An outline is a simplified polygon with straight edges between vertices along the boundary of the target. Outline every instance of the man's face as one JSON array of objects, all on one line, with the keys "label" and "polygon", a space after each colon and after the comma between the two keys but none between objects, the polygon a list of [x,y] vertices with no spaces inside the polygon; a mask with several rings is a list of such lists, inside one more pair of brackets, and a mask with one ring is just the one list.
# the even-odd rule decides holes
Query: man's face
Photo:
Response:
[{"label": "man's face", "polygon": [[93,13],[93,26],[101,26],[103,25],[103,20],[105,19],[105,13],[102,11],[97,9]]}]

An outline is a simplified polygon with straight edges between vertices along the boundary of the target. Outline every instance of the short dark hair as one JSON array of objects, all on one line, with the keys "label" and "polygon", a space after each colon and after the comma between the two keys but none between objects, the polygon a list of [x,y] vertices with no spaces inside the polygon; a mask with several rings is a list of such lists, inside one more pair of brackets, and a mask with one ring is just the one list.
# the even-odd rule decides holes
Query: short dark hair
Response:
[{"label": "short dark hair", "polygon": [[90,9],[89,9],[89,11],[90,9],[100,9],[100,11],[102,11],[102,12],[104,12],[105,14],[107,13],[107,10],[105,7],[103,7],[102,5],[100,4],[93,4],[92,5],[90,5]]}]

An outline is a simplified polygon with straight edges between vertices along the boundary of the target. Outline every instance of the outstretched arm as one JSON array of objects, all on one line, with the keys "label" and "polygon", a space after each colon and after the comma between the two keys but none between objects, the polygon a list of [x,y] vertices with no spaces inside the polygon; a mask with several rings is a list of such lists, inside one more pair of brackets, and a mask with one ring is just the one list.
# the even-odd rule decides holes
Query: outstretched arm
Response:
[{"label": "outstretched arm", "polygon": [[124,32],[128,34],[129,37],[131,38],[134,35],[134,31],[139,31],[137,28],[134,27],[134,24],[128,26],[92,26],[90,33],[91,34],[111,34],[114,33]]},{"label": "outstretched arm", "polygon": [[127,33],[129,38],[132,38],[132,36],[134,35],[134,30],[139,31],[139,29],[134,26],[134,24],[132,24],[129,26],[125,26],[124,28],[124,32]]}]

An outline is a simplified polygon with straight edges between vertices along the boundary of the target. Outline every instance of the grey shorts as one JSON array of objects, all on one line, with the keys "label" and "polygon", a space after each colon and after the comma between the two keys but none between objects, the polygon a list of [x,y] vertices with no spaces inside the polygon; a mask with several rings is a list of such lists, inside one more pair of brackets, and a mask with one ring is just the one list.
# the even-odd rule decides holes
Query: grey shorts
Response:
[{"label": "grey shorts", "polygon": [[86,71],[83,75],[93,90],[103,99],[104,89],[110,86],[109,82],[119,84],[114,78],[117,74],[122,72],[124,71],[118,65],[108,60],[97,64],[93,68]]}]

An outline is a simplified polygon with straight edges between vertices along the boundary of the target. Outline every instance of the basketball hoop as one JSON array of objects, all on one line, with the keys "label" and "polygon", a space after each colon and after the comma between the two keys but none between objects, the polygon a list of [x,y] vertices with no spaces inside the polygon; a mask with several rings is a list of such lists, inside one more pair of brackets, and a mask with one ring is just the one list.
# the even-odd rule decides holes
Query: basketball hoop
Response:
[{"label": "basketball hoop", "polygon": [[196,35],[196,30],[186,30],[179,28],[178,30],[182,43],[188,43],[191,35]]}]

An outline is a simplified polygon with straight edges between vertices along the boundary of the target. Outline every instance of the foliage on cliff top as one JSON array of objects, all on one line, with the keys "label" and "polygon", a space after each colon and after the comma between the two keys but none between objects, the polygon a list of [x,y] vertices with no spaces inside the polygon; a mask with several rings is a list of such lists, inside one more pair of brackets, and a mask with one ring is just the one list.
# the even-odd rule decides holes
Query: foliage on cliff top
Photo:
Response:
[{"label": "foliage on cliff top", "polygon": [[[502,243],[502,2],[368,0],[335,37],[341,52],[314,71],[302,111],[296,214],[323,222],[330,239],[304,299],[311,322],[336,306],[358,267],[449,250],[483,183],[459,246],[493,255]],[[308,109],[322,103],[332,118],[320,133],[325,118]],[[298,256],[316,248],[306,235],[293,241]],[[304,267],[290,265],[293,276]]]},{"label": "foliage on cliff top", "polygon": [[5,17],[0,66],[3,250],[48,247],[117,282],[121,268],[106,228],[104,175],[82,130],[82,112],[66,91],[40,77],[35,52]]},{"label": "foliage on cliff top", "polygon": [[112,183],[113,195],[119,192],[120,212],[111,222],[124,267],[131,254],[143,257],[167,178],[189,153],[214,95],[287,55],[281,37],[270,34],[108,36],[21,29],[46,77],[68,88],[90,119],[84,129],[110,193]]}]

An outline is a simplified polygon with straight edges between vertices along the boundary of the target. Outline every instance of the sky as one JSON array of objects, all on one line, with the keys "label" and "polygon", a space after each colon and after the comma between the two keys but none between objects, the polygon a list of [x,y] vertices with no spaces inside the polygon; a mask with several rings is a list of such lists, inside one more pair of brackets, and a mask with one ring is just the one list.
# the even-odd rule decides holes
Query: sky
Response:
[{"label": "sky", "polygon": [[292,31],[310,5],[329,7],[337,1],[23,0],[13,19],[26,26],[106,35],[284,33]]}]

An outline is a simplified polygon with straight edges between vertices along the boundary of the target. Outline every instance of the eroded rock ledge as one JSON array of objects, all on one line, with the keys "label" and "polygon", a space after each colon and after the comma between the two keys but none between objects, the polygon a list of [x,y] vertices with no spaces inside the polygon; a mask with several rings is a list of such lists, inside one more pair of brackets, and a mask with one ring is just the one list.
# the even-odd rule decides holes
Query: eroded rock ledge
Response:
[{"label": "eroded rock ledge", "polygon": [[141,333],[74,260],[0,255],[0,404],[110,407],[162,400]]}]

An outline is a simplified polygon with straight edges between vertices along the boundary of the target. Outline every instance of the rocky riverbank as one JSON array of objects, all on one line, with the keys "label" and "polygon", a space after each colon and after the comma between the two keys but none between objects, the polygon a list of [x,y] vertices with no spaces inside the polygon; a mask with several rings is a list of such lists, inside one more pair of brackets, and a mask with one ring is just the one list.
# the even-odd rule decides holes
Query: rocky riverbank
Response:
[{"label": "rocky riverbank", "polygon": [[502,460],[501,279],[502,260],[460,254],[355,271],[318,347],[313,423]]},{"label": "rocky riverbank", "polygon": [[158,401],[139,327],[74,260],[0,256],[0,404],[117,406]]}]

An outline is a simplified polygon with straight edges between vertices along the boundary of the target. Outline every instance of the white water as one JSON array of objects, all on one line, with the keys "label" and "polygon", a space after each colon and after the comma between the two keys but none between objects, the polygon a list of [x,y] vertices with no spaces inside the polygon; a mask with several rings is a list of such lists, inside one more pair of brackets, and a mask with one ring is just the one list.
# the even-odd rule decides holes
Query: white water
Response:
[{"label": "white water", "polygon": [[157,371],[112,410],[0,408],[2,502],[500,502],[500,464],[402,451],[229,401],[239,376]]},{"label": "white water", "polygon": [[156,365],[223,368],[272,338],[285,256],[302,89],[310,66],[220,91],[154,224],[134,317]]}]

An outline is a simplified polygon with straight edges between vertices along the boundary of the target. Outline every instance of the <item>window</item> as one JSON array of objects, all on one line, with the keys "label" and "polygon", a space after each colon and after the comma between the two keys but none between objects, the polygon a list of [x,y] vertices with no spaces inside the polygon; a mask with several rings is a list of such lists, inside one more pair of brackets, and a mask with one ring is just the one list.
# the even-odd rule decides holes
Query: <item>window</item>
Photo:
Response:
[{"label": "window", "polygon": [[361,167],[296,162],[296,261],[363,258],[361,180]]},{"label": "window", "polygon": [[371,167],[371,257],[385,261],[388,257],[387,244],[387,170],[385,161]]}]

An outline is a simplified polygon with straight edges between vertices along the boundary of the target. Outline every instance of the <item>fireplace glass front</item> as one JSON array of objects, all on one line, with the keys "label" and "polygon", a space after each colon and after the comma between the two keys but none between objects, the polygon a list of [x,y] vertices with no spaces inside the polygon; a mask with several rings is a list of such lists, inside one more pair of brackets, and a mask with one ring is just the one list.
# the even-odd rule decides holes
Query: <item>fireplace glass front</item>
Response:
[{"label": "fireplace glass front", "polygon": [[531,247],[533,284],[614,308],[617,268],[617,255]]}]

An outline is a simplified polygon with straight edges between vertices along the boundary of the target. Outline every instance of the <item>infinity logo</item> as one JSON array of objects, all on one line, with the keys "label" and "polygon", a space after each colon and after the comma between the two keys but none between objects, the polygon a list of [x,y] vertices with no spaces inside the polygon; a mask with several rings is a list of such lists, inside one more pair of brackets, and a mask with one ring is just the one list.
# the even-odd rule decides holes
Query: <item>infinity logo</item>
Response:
= = =
EXERCISE GOAL:
Rewrite the lines of the listing above as a JSON list of strings, one string per line and no blank lines, starting at the line containing "of the <item>fireplace" and running through the last line of the listing, both ends included.

EXERCISE RESULT:
[
  "An outline is a simplified polygon with straight edges between vertices along the boundary of the target. Outline every instance of the <item>fireplace glass front</item> as one JSON array of objects, all on one line, with the keys \"label\" and \"polygon\", a space after each colon and after the comma between the two keys but none between objects, the polygon a list of [x,y] vertices with no spaces inside the polygon; a mask with several rings is a list of such lists, inside one more pair of brackets, and a mask with one ring is just the one list.",
  "# the even-odd rule decides holes",
  "Query: <item>fireplace glass front</item>",
  "Response:",
  "[{\"label\": \"fireplace glass front\", \"polygon\": [[531,247],[533,284],[614,308],[617,268],[617,255]]}]",
  "An outline is a simplified polygon with straight edges between vertices along the boundary of the target. Outline every instance of the <item>infinity logo</item> as one JSON array of objects, all on one line, with the keys \"label\" and \"polygon\", a space after each colon and after the comma between the two keys but none between objects, the polygon a list of [x,y] vertices with no spaces inside the polygon; a mask with several rings is a list of such lists, inside one more pair of brackets, and a mask with one ring is just the one list.",
  "# the even-odd rule decides holes",
  "Query: <item>infinity logo</item>",
  "Response:"
]